_WHAT TO PRODUCE:_ The response should consist of the data reproduced word for word.

(Data items)
# # # #

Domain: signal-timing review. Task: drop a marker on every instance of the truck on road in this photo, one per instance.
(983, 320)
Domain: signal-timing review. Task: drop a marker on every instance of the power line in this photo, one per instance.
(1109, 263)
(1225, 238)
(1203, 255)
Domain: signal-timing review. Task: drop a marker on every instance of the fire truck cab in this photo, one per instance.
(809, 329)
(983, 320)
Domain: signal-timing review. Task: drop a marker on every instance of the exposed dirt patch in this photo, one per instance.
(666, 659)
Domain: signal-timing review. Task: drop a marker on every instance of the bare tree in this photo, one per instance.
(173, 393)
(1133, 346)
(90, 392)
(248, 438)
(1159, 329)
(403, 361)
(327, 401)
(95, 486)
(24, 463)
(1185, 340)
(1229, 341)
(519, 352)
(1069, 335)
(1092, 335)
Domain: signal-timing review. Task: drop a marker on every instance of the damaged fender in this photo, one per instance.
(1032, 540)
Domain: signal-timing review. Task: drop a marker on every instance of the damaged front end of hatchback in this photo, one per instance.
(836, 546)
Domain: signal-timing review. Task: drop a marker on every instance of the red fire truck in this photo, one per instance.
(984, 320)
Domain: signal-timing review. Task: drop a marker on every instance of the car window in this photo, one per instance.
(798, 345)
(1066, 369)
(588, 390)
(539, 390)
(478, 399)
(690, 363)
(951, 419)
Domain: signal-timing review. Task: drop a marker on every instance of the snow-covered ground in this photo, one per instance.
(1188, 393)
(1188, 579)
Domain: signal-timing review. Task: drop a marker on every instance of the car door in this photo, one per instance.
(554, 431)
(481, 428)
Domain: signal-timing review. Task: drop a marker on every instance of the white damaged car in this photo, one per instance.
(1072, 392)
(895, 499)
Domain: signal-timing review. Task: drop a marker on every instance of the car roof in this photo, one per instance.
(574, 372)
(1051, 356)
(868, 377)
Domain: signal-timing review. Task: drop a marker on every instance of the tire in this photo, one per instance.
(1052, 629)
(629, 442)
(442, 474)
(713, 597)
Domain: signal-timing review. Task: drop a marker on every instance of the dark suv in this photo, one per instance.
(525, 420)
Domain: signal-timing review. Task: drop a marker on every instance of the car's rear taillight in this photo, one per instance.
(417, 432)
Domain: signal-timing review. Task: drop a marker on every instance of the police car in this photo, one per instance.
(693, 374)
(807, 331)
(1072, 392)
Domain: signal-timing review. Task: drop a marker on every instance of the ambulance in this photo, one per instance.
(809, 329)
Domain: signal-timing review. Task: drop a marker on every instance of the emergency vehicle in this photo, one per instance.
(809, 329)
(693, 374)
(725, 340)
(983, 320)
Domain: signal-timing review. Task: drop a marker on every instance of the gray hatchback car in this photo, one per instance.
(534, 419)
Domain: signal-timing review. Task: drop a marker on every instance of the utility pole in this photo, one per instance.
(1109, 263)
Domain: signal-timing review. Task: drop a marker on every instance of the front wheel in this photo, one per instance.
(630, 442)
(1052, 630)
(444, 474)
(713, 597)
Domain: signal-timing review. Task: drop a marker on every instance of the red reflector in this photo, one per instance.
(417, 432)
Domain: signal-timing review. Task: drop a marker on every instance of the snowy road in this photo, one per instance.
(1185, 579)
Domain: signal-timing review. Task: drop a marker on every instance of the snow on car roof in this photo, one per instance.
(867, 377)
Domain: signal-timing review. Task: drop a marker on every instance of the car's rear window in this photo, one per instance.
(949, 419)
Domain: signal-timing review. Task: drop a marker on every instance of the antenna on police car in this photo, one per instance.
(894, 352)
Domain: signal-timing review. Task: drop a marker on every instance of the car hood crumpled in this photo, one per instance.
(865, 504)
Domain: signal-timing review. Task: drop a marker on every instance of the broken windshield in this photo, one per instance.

# # # #

_RESULT:_
Domain: signal-timing review. Task: drop a marker on every instance of the truck on road in this photo, one per instance.
(983, 320)
Domain: signal-timing review. Task: drop a marker on every instance of the power line in this photo, one per instance.
(1109, 263)
(1225, 238)
(1203, 255)
Domain: signal-timing review. Task: drop a marker on every instance of the fire truck cab in this photo, one per instance.
(809, 329)
(983, 320)
Domain: signal-timing review. Task: drop a marker on every instance of the exposed dirt patch in this photo, one per instance.
(666, 659)
Domain: signal-timing review. Task: drop a marker on every instance of the bare tree in this photo, one per instance.
(173, 393)
(1133, 346)
(90, 392)
(248, 438)
(1159, 329)
(403, 361)
(327, 401)
(95, 486)
(24, 463)
(1185, 340)
(1229, 341)
(519, 352)
(1069, 335)
(1092, 335)
Domain: signal-timing review. Task: drop a marker on every instance of the damaged fender in this photo, one per instance.
(1032, 540)
Domain: signal-timing review. Task: drop a marker on every instance of the damaged front end of hatchback in this photo, one per instance.
(836, 546)
Domain: signal-timing review. Task: drop a marker on every instance of the red fire truck in this photo, one per instance.
(984, 320)
Domain: signal-timing review. Task: drop a marker on every instance of the car window in this photo, one per instance.
(798, 345)
(1066, 369)
(588, 390)
(539, 390)
(478, 399)
(690, 363)
(951, 419)
Domain: signal-timing review. Task: drop a marker on every instance of the snow-covered ground in this photo, one per instance.
(1188, 393)
(1188, 579)
Domain: signal-timing review. Task: drop a marker on every instance of the car door in this photo, one per instance.
(554, 431)
(481, 428)
Domain: signal-timing review. Task: drop a marker on every instance of the white damaged car in this photo, one per instance.
(1072, 392)
(895, 499)
Domain: signal-timing review. Task: drop a marker on every instance of the car roof in this photo, one per instance.
(574, 372)
(1051, 356)
(868, 377)
Domain: signal-timing review. Task: drop a marker on every instance of the tire in this photo, one per instance.
(1052, 629)
(629, 442)
(442, 474)
(713, 597)
Domain: signal-timing review. Task: drop a marker on every instance of the dark suv in this photo, one per instance.
(525, 420)
Domain: signal-timing review. Task: drop a marker on every instance of the car's rear taillight in this photo, one per instance.
(417, 432)
Domain: signal-timing review. Task: drop a marker on every instance of the police car in this photo, one per instance.
(693, 374)
(807, 331)
(1072, 392)
Domain: signal-timing review. Task: drop a marker on every instance of the ambulance in this photo, one per instance.
(809, 329)
Domain: signal-timing review. Task: drop a marker on every instance of the emergency vehicle in this photo, one per instance.
(809, 329)
(693, 374)
(725, 340)
(983, 320)
Domain: signal-timing review. Task: drop a marker on every instance of the gray hatchback car in this photo, one per instance.
(534, 419)
Domain: signal-timing review. Task: drop a marker on every instance of the utility pole in this photo, one per instance.
(1109, 263)
Domain: signal-timing review. Task: drop a marker on every instance of the front wheel in this photo, one per instance.
(630, 442)
(1052, 630)
(444, 474)
(713, 597)
Domain: signal-timing review. Task: drop a marker on every instance of the red reflector in this photo, one per instance.
(417, 432)
Domain: signal-timing review. Task: drop a marker on every instance of the snowy road in this photo, one per instance.
(1185, 579)
Domain: signal-timing review. Task: drop a marker on every instance of the snow on car roof in this photo, one per instance.
(867, 377)
Domain: signal-timing review. Task: drop a marker on every instance of the car's rear window in this photo, one per instance.
(949, 419)
Domain: signal-timing review. Task: drop a marker on every instance of the antenna on police car in this photo, one per instance.
(894, 352)
Domain: signal-timing review. Task: drop a marker on every instance of the car hood crumpled in this photo, one per instance.
(865, 504)
Domain: signal-timing review. Task: drop a marker on every instance of the broken windshield in this photo, one per instance.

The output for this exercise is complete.